• [DIRECTIONS FOR THIS TASK]: Give back the passage on blood pressure and outcomes after pontine infarction word for word, from the table through the end of the discussion.

Variable	Wald value	P value	OR	95.0% CI
PPI (+)	4.0	0.04	9.9	1.1–32.2
CV of systolic pressure (%)	8.8	0.003	1.9	1.3–3.0
Diastolic pressure (mmHg)	4.0	0.04	1.1	1.0–1.2
NIHSS score	8.5	0.003	1.6	1.2–2.2

Binary logistic regression for the poor outcome at 3 months. ORs and their CIs were obtained by logistic regression analysis simultaneously adjusted for glycated hemoglobin, LDL, CV of systolic pressure, diastolic pressure, uric acid, infarction location, uric acid, and NIHSS score. NIHSS, National Institutes of Health Stroke Scale. PPI(+) = 1, PPI(−) = 0.

4. Discussion

The present study demonstrated that the systolic BP variability and diastolic BP were associated with 3-month clinical outcome. And the effect was independent of common risk factors such as LDL, age, and gender. Further analysis showed that the patients in the PPI group had poor outcome, suggesting lesion location is most strongly correlated with neurological outcomes of patients with pontine infarction. It has been suggested that BP variability plays an important role in the development of vascular events and may result in poor outcome [15-17]; to our knowledge, no previous reports have investigated the relationship between BP variability and early outcomes in patients with pontine infarction.

It has been previously reported that age, history of diabetes mellitus, arterial stenosis, and high serum urea have been associated with prognosis [18-21]. Among these factors, the associations with arterial stenosis and mRS score were reproduced in the present study. In line with the previous research, our findings indicated that the morbidity of basilar artery stenosis in the PPI group is higher than that in the DPI group, accompanying poor neurologic function.

• [INFORMATION]:
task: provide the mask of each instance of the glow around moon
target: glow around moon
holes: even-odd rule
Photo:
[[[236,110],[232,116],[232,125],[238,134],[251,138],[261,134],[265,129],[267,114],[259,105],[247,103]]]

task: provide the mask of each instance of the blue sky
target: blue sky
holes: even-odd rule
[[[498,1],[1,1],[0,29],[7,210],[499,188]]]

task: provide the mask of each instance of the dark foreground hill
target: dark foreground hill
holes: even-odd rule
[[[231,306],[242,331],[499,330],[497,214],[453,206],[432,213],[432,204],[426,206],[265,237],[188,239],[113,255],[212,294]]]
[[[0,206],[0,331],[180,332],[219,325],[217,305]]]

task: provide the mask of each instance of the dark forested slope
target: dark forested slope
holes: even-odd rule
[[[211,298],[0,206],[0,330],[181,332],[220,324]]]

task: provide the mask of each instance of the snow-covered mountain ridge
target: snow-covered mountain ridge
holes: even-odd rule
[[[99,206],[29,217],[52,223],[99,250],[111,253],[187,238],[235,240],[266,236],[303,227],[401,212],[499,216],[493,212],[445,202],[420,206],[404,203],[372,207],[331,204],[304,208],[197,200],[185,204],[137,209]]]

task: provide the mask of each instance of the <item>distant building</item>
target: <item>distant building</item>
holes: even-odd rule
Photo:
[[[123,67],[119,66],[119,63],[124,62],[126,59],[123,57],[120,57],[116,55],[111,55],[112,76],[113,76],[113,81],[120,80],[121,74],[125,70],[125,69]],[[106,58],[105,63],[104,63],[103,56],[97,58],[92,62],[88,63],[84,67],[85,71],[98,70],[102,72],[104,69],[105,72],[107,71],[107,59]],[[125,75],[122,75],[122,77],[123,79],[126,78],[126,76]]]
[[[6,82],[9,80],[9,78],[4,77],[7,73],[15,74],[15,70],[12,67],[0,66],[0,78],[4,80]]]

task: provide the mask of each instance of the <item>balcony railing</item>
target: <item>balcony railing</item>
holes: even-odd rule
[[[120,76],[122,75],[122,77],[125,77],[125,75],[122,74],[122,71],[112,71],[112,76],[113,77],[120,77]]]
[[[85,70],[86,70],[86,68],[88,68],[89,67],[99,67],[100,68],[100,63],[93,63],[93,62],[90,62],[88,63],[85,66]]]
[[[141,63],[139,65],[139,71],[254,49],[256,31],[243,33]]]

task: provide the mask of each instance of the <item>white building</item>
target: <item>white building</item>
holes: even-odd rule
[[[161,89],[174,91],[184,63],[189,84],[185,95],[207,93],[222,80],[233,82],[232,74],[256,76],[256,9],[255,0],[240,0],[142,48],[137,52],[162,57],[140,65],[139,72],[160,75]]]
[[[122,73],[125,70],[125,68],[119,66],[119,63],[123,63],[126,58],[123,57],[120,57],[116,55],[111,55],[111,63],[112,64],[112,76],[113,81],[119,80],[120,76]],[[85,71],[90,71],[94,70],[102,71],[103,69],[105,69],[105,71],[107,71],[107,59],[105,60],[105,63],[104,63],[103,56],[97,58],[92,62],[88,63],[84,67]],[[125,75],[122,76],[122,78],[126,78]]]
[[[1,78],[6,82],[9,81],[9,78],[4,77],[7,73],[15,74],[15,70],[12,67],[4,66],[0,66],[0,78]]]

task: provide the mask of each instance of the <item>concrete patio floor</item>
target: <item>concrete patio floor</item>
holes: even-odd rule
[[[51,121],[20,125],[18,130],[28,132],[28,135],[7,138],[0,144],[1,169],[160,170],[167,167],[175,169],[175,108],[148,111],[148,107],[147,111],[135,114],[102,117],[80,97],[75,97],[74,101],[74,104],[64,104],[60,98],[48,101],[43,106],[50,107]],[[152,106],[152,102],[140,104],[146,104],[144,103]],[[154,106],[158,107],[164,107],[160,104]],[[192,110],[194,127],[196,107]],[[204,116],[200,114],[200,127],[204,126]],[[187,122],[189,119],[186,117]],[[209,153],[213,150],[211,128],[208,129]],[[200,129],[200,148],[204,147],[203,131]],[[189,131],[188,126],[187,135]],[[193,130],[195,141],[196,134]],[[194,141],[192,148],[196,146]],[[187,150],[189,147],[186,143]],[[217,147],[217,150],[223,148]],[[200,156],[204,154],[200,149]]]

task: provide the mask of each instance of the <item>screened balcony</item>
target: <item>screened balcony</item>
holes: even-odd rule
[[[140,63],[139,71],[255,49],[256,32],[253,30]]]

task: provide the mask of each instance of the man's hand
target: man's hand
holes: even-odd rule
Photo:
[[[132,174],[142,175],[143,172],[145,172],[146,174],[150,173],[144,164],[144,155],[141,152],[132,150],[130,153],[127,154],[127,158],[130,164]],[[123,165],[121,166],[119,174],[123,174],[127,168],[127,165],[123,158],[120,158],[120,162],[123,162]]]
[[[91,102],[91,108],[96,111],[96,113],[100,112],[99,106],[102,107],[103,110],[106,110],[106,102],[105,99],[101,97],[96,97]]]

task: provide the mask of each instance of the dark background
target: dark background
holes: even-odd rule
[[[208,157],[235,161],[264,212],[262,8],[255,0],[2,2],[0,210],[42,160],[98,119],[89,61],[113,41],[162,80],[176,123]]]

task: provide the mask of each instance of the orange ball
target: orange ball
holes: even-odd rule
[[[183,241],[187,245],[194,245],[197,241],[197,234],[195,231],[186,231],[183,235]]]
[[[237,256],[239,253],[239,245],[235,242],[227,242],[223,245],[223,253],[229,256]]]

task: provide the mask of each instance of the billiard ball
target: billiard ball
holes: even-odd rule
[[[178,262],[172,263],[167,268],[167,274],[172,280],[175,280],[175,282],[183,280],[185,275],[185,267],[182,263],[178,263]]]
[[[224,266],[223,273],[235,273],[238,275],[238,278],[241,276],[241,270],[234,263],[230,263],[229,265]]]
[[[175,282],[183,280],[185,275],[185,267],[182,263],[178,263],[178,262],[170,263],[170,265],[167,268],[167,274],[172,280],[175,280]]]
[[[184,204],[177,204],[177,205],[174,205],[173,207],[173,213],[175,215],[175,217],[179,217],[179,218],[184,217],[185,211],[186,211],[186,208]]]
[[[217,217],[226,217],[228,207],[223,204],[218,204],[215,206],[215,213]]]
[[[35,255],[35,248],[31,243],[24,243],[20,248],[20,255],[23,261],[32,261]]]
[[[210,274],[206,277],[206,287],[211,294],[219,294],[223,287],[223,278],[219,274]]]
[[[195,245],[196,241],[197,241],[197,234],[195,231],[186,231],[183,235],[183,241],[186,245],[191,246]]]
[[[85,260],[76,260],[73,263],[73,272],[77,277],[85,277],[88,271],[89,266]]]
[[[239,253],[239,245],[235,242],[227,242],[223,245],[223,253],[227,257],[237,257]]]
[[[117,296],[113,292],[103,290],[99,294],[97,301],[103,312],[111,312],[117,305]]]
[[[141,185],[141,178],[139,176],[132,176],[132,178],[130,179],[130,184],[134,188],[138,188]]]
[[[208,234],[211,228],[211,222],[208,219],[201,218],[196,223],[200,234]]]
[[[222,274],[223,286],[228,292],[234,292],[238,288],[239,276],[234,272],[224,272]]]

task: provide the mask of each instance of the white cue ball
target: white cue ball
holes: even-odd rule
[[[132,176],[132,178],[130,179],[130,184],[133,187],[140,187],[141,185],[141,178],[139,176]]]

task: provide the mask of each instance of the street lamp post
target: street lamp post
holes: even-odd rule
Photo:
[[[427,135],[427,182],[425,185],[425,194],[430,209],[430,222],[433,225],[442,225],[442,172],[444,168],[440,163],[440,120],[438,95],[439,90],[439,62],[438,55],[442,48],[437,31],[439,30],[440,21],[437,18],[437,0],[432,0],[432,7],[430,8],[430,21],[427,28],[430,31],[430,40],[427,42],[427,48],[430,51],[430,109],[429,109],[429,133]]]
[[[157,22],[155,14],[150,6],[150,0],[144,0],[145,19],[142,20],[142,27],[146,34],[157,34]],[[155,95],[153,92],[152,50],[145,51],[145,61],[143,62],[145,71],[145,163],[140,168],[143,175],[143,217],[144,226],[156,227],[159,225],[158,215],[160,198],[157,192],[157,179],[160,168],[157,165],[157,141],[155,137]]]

• [RESPONSE]:
Variable	Wald value	P value	OR	95.0% CI
PPI (+)	4.0	0.04	9.9	1.1–32.2
CV of systolic pressure (%)	8.8	0.003	1.9	1.3–3.0
Diastolic pressure (mmHg)	4.0	0.04	1.1	1.0–1.2
NIHSS score	8.5	0.003	1.6	1.2–2.2

Binary logistic regression for the poor outcome at 3 months. ORs and their CIs were obtained by logistic regression analysis simultaneously adjusted for glycated hemoglobin, LDL, CV of systolic pressure, diastolic pressure, uric acid, infarction location, uric acid, and NIHSS score. NIHSS, National Institutes of Health Stroke Scale. PPI(+) = 1, PPI(−) = 0.

4. Discussion

The present study demonstrated that the systolic BP variability and diastolic BP were associated with 3-month clinical outcome. And the effect was independent of common risk factors such as LDL, age, and gender. Further analysis showed that the patients in the PPI group had poor outcome, suggesting lesion location is most strongly correlated with neurological outcomes of patients with pontine infarction. It has been suggested that BP variability plays an important role in the development of vascular events and may result in poor outcome [15-17]; to our knowledge, no previous reports have investigated the relationship between BP variability and early outcomes in patients with pontine infarction.

It has been previously reported that age, history of diabetes mellitus, arterial stenosis, and high serum urea have been associated with prognosis [18-21]. Among these factors, the associations with arterial stenosis and mRS score were reproduced in the present study. In line with the previous research, our findings indicated that the morbidity of basilar artery stenosis in the PPI group is higher than that in the DPI group, accompanying poor neurologic function.